CNNの各層のコードを生成する部分は、gen_cpp_code_v3.py の下記の部分です。
layer_typeによって各層の実行コードを呼んでいます。
回路的には、セレクタになるんでしょうね。

引用
#(DEF_CNN_LAYER)
from collections import Counter
def_cnn_layer = ''

bn_idx = 0
dense_idx = 0
counter = Counter(initial_options)
for layer_type, cnt in counter.items():
        if layer_type == 0 and cnt > 0:
                for i in range(len(initial_options)):
                        if initial_options[i] == 0:
                                def_cnn_layer += '            case %d:\n' % i
                def_cnn_layer += '            int_conv2d_layer<bit_64, bit_%d, 64, %d, %d, %d>\n            ( in_img, fb_tmp, conv0W, b0_BNFb);\n            break;\n' % (max_bconv_width,max_bconv_width,int(infmap_siz[0]),int(infmap_siz[0]))

● データ抜粋:
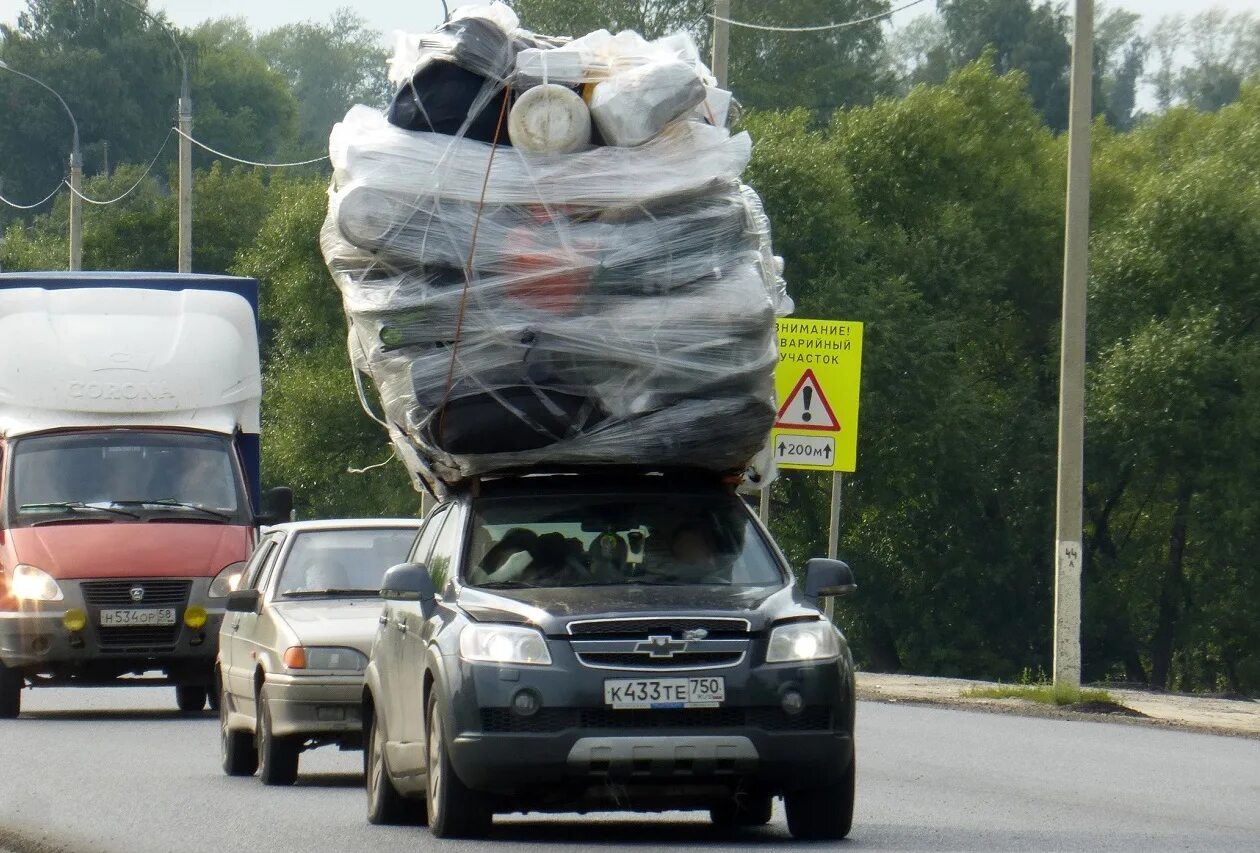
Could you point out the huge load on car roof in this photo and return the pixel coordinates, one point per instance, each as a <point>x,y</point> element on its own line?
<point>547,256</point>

* * *

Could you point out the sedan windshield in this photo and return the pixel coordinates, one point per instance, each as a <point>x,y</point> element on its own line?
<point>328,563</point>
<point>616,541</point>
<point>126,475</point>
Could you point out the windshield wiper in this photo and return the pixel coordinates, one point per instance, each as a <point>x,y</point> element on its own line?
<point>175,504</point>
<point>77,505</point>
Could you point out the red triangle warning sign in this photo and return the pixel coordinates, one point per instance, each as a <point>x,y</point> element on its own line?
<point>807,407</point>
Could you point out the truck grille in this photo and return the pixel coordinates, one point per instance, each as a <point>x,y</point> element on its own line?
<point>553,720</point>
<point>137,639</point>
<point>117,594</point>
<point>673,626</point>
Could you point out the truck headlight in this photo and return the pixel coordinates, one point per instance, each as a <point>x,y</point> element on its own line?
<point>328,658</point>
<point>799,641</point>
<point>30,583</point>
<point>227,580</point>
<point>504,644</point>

● 作業内容: CNN各層のコード生成に関する文章を、途切れたところから先へ書き継いでください。 レコードは、CNN各層のコード生成に関する文章とは別個の資料です。

● 結果:
        elif layer_type == 1 and cnt > 0:
                for i in range(len(initial_options)):
                        if initial_options[i] == 1:
                                def_cnn_layer += '            case %d:\n' % i
                def_cnn_layer += '            bin_conv2d_pipeline(fb_tmp,bin_layer_idx,fsize[layer],n_in[layer],n_out[layer]);\n            bin_layer_idx++;\n            break;\n'

        elif layer_type == 2 and cnt > 0:
                for i in range(len(initial_options)):
                        if initial_options[i] == 2:
                                def_cnn_layer += '            case %d:\n' % i
                def_cnn_layer += '            max_pooling_layer<bit_%d, %d, %d>(fb_tmp);\n            break;\n' % (max_bconv_width,int(imgsiz),int(infmap_siz[i]))

        elif layer_type == 3 and cnt > 0:
                for i in range(len(initial_options)):
                        if initial_options[i] == 3:
                                def_cnn_layer += '            case %d:\n' % i
                                def_cnn_layer += '            {\n'
                                def_cnn_layer += '                ap_int<%d>mask = 0x1;\n' % int(n_in_fmaps[i])
                                def_cnn_layer += '                for( of = 0; of < %d; of++){\n' % int(n_ou_fmaps[i])
                                def_cnn_layer += '                      ap_int<11> tmp = 0;\n'
                                def_cnn_layer += '                      for( y = 0; y < %d; y++){\n' % int(infmap_siz[i])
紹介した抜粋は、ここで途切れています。